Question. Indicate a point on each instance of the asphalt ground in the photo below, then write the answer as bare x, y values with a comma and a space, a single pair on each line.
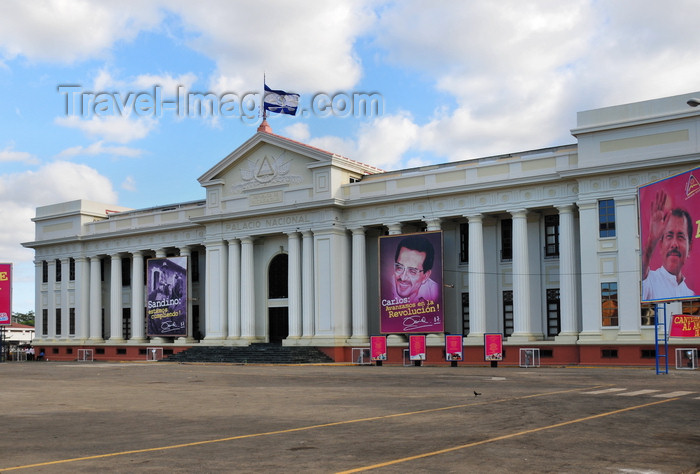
165, 417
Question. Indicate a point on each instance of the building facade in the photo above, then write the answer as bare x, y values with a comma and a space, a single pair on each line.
540, 246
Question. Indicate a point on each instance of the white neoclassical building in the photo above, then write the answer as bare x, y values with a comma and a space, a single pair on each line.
541, 246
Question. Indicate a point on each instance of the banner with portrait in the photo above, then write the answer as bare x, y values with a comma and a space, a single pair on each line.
417, 347
378, 347
454, 347
493, 346
410, 275
166, 303
668, 213
5, 294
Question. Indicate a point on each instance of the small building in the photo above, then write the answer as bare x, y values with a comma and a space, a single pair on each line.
541, 246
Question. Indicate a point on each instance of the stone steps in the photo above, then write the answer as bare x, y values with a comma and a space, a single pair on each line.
253, 354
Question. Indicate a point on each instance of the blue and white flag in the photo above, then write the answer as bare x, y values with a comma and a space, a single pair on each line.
280, 102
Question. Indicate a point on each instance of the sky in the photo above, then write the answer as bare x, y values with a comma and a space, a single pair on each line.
99, 100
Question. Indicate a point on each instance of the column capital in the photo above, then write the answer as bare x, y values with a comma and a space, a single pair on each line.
433, 224
394, 228
521, 213
565, 208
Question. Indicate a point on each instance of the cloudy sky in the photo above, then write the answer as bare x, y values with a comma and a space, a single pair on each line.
94, 94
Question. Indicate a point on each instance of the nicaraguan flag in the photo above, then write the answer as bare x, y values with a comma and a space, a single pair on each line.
280, 102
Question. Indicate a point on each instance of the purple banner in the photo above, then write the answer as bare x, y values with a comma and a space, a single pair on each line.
669, 210
166, 306
410, 271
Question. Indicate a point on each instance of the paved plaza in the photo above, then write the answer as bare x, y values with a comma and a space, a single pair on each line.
169, 417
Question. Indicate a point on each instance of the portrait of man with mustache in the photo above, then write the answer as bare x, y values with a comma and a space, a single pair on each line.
670, 231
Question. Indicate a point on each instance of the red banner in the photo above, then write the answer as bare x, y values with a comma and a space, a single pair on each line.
378, 347
5, 293
684, 325
453, 347
493, 347
416, 346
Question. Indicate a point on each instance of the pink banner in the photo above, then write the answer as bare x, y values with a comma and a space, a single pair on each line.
668, 213
5, 293
684, 325
410, 272
453, 347
493, 347
378, 346
416, 346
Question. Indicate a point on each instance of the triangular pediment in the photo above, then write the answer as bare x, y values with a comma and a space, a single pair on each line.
265, 160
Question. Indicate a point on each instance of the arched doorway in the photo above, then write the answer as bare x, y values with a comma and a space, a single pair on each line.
278, 312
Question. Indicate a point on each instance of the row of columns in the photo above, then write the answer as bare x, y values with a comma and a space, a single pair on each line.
88, 301
230, 286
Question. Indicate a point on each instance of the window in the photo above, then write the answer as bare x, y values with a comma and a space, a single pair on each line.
126, 323
44, 322
648, 314
608, 295
508, 313
606, 217
553, 312
71, 321
551, 235
465, 314
126, 272
464, 243
506, 239
277, 277
194, 260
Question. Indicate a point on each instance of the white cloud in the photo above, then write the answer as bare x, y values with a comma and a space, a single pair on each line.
99, 148
129, 183
9, 155
304, 47
118, 129
64, 31
21, 194
168, 83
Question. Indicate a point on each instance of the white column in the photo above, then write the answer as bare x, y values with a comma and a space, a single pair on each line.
52, 300
63, 304
216, 287
247, 289
82, 298
359, 287
307, 284
138, 300
234, 289
115, 300
477, 280
294, 286
590, 272
185, 251
39, 310
628, 268
568, 291
522, 324
95, 299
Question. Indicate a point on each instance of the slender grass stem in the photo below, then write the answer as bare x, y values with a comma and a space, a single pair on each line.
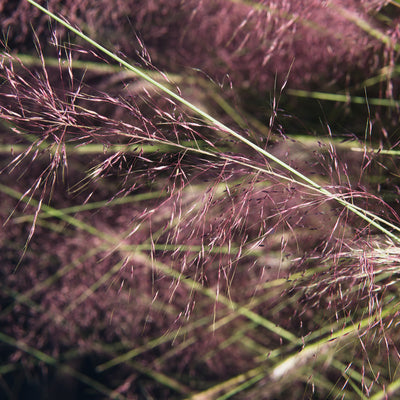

☆ ☆ ☆ ☆ ☆

ACTIVITY:
Repeat the data in full and exactly. Omit pictures.

FINAL ANSWER:
Question. Indicate a point on each instance of the asphalt ground in the photo below, then write the answer as bare x, y values with a comma and a space, a single pair on each line.
165, 417
Question. Indicate a point on each instance of the building facade in the photo above, then write the answer as bare x, y values with a comma and a space, a single pair on each line.
540, 246
Question. Indicate a point on each instance of the white neoclassical building in the photo above, then write the answer as bare x, y values with a comma and a space, a single pair on each line.
541, 246
Question. Indicate a point on each instance of the banner with portrait in the photo above, then write the answer as bare x, y values with a comma and a space, a single pair on each line.
417, 347
378, 347
454, 347
493, 346
410, 275
166, 303
668, 213
5, 294
Question. Indicate a point on each instance of the small building in the photo above, then write the answer as bare x, y values with a comma and a space, a single pair on each line.
541, 246
Question. Indicate a point on each instance of the stone steps in the photo above, then write the answer as bare x, y values with a comma and a space, a single pair on each line.
253, 354
Question. Indicate a point on each instance of the blue and white flag in the photo above, then write the answer as bare x, y values with a comma and a space, a single pair on each line.
280, 102
Question. Indicate a point on each instance of the sky in the photo above, then write the answer as bare x, y values with a comma and a space, a single pair on each line.
99, 100
Question. Indicate a point on each instance of the column capital in the photo above, then write the answer as bare x, y values with a comma and a space, a single pair on each line.
433, 224
394, 228
521, 213
565, 208
Question. Indicate a point on each instance of the cloudy sky in the photo above, then write the answer as bare x, y values with a comma and a space, a single pair on each line.
94, 94
Question. Indicate a point on each instance of the nicaraguan flag in the photo above, then write the answer as bare x, y values with a comma and a space, a single pair on each line.
280, 102
Question. Indicate a point on each instance of the purple banner in the photo above, then write the answer as bare x, y values with a comma and a space, a single pair on each line.
669, 210
166, 306
410, 271
Question. Indicate a point on each instance of the paved plaza in the photo above, then write the answer as bare x, y values with a comma and a space, a single pair on each line.
169, 417
Question. Indicate a point on each instance of the portrait of man with mustache in the photo above, then write the answer as bare x, y values with a comma and a space, a single pair on each line.
670, 231
Question. Indicate a point on each instance of the red banner in the photo above, then write the answer as bare x, y values with a comma and a space, a single pair on each line.
378, 347
5, 293
684, 325
453, 347
493, 347
416, 346
Question. Indicate a point on each instance of the pink banner in the photo above, then write the answer as bare x, y values with a comma and a space, a single pair on each line.
668, 213
5, 293
684, 325
410, 272
453, 347
493, 347
378, 346
416, 346
Question. Indicate a point on each instance of the triangular pediment in the photo above, then write the answer as bare x, y values with a comma and a space, a single pair on each line.
265, 160
Question. Indicate a point on each instance of the arched doorway in the photo above, then write the answer as bare x, y values with a comma and a space, a single pair on each line.
278, 312
Question. Indicate a point on each instance of the row of columns in the photo above, then write the answer as bare x, y values with a comma and a space, a single pair on each line.
88, 301
230, 286
Question. Indicate a point on each instance of the window in the photo above, then write the answer as bare x, y values with a comma and a space, a single pair on each line.
126, 323
44, 322
648, 314
608, 295
508, 313
606, 217
553, 312
71, 321
551, 235
465, 314
126, 272
464, 243
506, 239
277, 277
194, 260
Question. Indicate a point on each instance of the white cloud in the photo above, then write the answer as bare x, y values with a comma and a space, a single pair on each line.
99, 148
129, 183
9, 155
304, 47
118, 129
64, 31
21, 194
168, 83
Question. Indicate a point on each instance of the white column in the photo above, then write the answer as bare x, y values with a comma and a space, a single pair on each line.
52, 300
63, 304
216, 287
247, 289
82, 298
359, 287
307, 284
138, 300
234, 289
115, 300
477, 280
294, 286
590, 272
185, 251
39, 310
628, 268
568, 291
522, 324
95, 299
Question. Indicate a point on each instance of the slender grass stem in the photo below, then write the answer as bare x, y values with a comma and a space, a single pair on each line.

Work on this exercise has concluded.